[Excerpts from a detection dataset]
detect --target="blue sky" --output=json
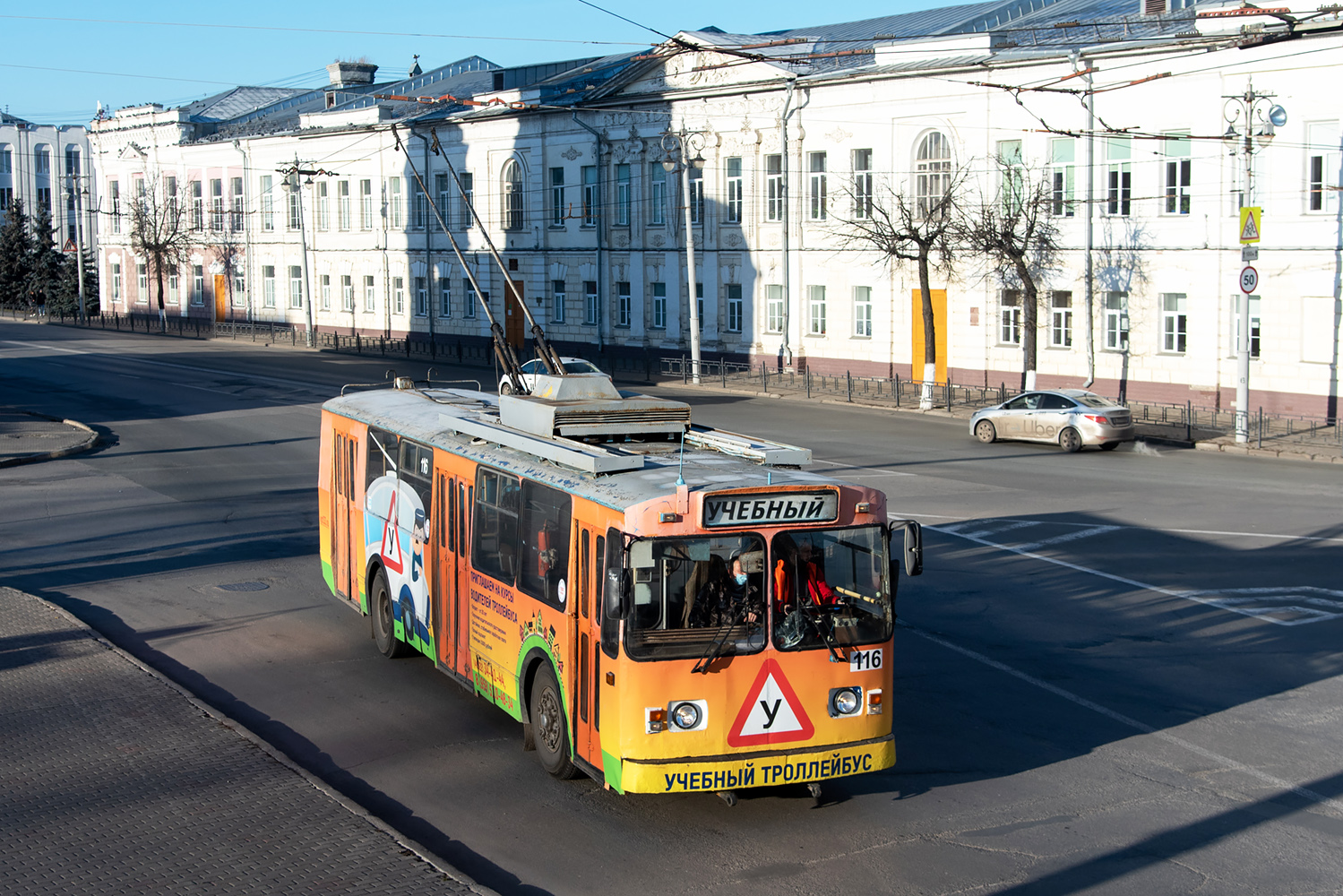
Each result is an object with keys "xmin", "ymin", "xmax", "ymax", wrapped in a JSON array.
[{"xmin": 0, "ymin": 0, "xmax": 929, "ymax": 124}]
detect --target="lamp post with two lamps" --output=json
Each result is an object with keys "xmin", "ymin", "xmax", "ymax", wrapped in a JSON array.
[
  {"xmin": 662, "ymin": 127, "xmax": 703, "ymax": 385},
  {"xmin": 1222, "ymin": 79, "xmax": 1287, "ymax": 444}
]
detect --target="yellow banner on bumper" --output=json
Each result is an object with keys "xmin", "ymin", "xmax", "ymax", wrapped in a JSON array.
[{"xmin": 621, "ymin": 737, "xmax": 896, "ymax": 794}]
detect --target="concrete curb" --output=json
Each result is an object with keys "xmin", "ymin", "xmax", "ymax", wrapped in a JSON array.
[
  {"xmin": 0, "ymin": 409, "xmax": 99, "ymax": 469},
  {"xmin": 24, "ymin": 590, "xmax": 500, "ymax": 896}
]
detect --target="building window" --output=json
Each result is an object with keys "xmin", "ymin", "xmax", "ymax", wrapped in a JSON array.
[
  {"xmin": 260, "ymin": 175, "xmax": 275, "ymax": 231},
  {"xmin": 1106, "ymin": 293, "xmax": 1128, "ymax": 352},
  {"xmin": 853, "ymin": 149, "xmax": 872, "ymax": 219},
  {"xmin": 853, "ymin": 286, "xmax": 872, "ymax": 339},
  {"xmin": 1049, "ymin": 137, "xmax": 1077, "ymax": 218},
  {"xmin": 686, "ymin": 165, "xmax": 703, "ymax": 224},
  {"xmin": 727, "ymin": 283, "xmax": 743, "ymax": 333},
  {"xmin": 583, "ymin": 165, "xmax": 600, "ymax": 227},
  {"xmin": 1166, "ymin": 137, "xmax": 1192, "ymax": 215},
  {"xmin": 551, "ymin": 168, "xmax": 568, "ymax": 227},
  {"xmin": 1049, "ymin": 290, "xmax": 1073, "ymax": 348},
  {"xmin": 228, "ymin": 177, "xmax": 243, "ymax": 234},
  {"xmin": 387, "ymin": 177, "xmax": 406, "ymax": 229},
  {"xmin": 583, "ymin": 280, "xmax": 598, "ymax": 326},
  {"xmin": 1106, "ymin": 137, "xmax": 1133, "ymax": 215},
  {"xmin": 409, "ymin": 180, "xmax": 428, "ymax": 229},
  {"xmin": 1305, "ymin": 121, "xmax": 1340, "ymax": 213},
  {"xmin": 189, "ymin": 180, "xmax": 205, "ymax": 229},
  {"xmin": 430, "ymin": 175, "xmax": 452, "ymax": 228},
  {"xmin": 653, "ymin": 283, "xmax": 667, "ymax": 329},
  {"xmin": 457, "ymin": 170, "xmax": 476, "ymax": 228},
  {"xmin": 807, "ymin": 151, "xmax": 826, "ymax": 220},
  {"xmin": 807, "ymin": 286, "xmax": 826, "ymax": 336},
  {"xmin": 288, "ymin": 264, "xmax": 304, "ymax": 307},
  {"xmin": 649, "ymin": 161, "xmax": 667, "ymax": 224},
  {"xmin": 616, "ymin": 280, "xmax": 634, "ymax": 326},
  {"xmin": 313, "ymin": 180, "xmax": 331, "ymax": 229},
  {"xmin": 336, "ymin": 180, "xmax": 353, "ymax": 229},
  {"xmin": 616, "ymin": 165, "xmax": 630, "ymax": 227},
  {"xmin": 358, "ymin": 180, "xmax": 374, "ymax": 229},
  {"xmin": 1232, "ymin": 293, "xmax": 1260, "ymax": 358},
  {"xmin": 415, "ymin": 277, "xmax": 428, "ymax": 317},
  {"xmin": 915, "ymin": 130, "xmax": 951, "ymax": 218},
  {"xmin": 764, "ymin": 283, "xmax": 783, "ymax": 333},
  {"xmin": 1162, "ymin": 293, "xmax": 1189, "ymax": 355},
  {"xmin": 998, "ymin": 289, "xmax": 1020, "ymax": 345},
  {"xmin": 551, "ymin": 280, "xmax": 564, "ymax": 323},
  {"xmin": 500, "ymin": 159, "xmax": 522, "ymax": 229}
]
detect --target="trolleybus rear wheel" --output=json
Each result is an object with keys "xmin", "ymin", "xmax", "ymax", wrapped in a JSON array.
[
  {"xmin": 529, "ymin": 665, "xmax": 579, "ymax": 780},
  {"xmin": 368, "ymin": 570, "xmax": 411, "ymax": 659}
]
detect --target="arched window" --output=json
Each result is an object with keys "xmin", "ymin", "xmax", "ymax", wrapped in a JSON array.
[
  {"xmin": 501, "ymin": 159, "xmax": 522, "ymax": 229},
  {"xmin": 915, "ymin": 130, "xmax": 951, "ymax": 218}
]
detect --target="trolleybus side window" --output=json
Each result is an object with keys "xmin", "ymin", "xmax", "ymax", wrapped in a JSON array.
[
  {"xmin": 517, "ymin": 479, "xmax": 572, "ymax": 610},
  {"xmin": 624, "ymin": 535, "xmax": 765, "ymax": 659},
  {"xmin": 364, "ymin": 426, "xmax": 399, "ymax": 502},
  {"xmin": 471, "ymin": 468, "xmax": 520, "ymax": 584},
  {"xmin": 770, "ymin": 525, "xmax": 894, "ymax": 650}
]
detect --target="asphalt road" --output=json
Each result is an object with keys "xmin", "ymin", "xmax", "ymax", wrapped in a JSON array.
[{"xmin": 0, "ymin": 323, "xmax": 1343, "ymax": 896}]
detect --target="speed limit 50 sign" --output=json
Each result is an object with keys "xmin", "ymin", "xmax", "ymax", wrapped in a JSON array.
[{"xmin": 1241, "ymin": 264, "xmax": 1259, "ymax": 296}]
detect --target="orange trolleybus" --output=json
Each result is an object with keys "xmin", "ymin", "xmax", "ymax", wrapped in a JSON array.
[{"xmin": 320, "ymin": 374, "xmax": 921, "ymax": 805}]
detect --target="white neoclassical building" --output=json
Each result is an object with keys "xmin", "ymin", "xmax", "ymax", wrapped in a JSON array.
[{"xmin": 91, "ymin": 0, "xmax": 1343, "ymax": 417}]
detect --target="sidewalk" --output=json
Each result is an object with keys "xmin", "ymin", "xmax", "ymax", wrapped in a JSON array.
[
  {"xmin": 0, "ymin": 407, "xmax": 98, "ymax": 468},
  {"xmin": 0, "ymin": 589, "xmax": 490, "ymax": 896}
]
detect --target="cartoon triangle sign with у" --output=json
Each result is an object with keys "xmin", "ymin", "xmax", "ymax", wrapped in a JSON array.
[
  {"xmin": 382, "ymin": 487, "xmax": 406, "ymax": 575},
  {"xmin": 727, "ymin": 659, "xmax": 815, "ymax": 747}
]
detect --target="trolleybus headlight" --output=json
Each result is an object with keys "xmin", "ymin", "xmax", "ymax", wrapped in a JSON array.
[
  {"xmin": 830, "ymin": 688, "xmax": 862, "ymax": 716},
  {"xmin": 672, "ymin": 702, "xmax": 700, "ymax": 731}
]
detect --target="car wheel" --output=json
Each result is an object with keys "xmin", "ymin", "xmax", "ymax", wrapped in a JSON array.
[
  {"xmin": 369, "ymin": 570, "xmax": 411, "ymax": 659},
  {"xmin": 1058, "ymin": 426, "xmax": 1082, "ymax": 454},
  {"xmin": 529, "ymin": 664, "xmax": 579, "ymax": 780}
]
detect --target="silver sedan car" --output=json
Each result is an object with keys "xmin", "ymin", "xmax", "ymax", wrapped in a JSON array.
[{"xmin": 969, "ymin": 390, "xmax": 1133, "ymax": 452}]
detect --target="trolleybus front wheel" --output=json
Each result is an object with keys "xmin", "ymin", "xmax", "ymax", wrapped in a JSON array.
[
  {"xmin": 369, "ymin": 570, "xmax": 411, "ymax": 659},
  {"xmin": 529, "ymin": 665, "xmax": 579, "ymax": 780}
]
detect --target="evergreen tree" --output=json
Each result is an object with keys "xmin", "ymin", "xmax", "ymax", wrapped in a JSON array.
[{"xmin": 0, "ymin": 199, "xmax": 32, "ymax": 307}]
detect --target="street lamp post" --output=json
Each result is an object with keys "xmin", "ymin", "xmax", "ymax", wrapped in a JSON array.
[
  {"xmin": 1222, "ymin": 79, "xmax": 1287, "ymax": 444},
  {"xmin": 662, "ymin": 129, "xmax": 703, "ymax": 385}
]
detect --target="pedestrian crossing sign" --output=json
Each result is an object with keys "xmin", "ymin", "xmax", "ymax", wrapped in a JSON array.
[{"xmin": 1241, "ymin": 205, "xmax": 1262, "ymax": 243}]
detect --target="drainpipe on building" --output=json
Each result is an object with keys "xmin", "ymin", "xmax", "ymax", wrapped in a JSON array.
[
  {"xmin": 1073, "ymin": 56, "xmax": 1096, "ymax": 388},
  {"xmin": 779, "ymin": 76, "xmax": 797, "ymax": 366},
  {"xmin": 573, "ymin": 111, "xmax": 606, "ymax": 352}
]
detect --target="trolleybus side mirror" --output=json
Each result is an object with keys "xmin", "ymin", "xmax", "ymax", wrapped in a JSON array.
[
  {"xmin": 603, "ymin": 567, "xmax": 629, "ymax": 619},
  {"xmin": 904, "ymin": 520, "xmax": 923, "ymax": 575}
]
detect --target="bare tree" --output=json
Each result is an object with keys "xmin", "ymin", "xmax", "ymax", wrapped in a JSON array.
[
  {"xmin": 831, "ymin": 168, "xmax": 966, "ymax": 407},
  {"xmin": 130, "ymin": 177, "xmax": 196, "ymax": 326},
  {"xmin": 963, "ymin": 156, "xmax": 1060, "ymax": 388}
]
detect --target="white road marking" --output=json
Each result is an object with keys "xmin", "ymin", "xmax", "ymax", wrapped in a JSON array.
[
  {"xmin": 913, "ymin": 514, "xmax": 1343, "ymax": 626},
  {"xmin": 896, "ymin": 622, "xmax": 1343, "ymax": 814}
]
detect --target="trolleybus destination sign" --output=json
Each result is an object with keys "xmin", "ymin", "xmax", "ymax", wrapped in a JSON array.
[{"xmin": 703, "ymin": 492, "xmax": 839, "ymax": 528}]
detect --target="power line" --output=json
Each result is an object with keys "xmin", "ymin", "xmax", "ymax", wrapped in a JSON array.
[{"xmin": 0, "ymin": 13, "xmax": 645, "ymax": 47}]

_WRITTEN TASK_
Filter the material above down to the lines that contain the string "lamp", and copy each such line. Matching is case-sensitive.

_RESPONSE_
detect --target="lamp post with two lamps" --output=json
detect --target="street lamp post" --output=json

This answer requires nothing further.